BRIEF
Rescale the records below by writing out every line again, the wording included, with each bounding-box coordinate in the answers multiplied by 2.45 and rounded to the nearest whole number, halves rounded up. Leave the pictures out.

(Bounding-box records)

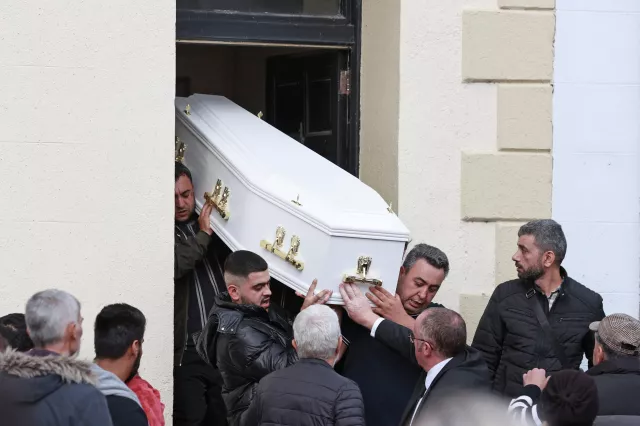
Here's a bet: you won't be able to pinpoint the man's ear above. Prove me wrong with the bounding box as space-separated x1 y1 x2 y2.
227 284 241 303
542 251 556 268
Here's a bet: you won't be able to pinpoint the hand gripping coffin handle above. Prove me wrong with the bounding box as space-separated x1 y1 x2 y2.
204 179 231 220
260 226 304 271
342 256 382 286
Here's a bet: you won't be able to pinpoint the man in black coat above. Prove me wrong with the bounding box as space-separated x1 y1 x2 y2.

RESPONSE BELOW
Here's a bet: you won't be able to pinpoint the man's ear above. Prove me wrong with the bounding box as space-separated x1 y1 x2 y2.
556 696 590 742
1328 615 1362 657
Here's a bet: you won't be able to pinpoint the hand gripping coffin handle above. Prove me wrong with the bounding box as space-separated x1 y1 x2 y2.
500 439 566 539
637 554 745 664
838 627 936 701
Here's a bet: you won't be able to pinpoint the man in black coat above. Prove me wrong with the bounding box as space-separated x1 y1 x2 y2.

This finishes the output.